-- start of Source extract --

Also, of more than passing day-job interest [Quote] … the term intrinsic is one which it would pay us not to use, one which has caused more trouble than it has been worth.[Unquote] Tell me about it.

I’ve tried to keep Psybertron away from global politics subjects, despite noting the subconscious kick in the pants 9/11 gave to its motivation (see footnote on every page), mainly I guess not to overstate any impression of self-importance and to keep in perspective of what I might aim to achieve in my world of business, rather than the world.

If the professional philosophers out there will overlook my mis-use of the word paradox yet again, and permit me to draw attention to another awful irony in the War Against Terrorism – We really must recognise and address the Catch-22 in which we find ourselves (see the manifesto in my header on every page, and remove the word business if it helps).

Many commentators yesterday and today (including good old BBC Radio 4 Today) reporting with outrage the 100,000 protesting in London against the Bush / Blair policies (and actions ?) the same day as 27 die in a terrorist attack against Brirish targets in Istanbul.

“They’re protesting against the wrong thing, etc ….” Well, perhaps not so,
They are warring wrongly against this thing.
With me so far ? No I thought not.

-- end of Source extract --

■ Problems:
- a) Can you repeat the passage of the blog post on the War Against Terrorism starting at "Also, of more" and ending at "than the world."?
- b) How would the blog post on the War Against Terrorism go on after its final line? Write the next part.

-- start of Data listing --

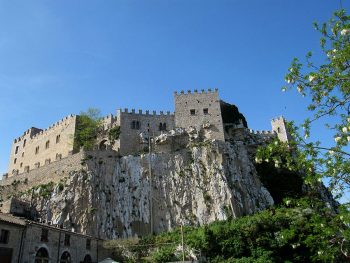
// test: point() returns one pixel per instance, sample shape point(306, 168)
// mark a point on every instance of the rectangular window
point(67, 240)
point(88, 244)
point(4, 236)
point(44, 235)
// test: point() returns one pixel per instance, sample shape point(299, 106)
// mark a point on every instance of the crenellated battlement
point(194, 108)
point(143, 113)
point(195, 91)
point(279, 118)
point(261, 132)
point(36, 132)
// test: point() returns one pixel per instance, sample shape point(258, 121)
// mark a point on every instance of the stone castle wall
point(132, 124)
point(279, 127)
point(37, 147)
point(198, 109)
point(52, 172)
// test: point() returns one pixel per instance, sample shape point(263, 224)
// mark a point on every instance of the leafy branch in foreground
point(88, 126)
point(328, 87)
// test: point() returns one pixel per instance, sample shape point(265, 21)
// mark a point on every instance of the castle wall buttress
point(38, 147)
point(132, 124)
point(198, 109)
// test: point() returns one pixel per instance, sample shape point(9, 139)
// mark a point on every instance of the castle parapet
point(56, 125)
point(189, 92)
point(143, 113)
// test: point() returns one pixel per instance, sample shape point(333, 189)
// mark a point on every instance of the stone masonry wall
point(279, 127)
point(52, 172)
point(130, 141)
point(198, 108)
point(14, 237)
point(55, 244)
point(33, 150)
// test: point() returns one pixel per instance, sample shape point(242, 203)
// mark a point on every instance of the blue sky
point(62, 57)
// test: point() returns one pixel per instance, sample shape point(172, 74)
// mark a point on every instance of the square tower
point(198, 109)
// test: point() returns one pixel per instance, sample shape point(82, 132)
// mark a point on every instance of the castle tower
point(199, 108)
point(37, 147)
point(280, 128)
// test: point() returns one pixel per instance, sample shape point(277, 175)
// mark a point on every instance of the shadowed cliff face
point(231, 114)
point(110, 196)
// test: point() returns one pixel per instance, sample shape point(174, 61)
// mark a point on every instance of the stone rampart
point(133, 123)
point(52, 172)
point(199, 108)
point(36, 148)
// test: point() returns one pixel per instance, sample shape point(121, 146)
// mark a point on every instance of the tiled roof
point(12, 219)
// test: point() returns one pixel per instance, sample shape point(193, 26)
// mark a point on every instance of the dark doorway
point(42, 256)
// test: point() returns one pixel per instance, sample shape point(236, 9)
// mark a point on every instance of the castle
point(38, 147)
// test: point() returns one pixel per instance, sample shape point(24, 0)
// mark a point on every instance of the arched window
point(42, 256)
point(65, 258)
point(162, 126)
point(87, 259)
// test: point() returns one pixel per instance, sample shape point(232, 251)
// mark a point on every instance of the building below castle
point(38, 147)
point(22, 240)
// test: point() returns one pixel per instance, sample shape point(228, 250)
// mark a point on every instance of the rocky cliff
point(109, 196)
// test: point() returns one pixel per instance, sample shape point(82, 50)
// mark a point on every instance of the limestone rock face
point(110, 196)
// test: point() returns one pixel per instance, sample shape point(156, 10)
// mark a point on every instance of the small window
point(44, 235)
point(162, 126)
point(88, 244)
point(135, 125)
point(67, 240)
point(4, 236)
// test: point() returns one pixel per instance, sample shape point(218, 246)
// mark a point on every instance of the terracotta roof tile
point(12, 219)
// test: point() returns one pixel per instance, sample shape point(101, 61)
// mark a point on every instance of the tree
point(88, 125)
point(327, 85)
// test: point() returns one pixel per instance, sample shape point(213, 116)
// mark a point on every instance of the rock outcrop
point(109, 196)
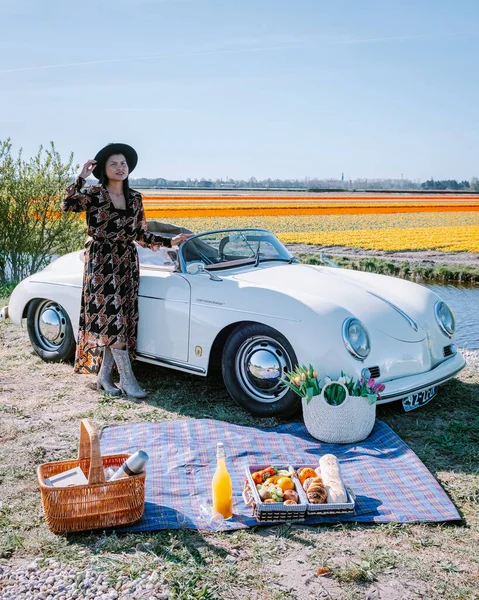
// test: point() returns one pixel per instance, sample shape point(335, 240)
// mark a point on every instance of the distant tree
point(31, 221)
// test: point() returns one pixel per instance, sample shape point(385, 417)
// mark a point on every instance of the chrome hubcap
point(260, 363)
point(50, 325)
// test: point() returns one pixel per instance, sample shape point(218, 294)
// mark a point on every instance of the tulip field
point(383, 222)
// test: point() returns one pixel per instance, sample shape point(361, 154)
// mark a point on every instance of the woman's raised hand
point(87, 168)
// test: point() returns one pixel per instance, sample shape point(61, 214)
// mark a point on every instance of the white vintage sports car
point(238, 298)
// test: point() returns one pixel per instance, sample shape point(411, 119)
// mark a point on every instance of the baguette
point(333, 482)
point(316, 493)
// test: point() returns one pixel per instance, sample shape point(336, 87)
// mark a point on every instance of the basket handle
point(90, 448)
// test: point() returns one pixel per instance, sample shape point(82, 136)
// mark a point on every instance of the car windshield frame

-- end of Data listing --

■ Expected outputs:
- a)
Also, of more than passing day-job interest [Quote] … the term intrinsic is one which it would pay us not to use, one which has caused more trouble than it has been worth.[Unquote] Tell me about it.

I’ve tried to keep Psybertron away from global politics subjects, despite noting the subconscious kick in the pants 9/11 gave to its motivation (see footnote on every page), mainly I guess not to overstate any impression of self-importance and to keep in perspective of what I might aim to achieve in my world of business, rather than the world.

- b)
Remember any one of my many dozen re-statements of the Catch-22 (Northrop this time) [Quote] The basic paradox of our time [is that]

“sound” theory tends to destroy the state of affairs it aims to achieve

[Unquote] (His 1944 scare quotes, not mine). When will the world wake-up ? 1944 ? Well I could find you quotes from 3500 years ago if you’d prefer, this “problem” is as old as the hills metaphorically if not literally – as old as historical time. Catch-22 is the paradox of all time. Older than the post-Socratic blind-turn. It was ever thus.

We could look at the choice of Istanbul – ancient Constantinople – the historical cross-roads of East-West civilisation (and conflict). We could speculate at the irony – the coincidence or synchronicity, or perhaps the pre-meditated point in the heads of the terrorist. Whichever of these extreme cock-up or conspiracy views you prefer, it’s hard to ignore the significance.

Anyway back to the immediate – the palace security breaches – whilst London is at a state of maximum security for the visit of Dubya ? The (do-gooder, woolly, week-minded, liberal, but inescapable) point is that the way to fight against terrorism is not with security, backed by super-power might alone. It’s a battle for hearts and minds too. The causes of terrorism. It always was and it always will be.

Is it the direct – actions speak louder than words,
or is it the ironic – sticks and stones … ?

And I say this not with some high-minded aims, but with simple personal motivation – everyone today is speculating about the next British / London target – I’m flying BA through Heathrow tomorrow, thank you.

You’ve got my point now, right, anyone, anyone who matters, Bush, Blair, anyone ?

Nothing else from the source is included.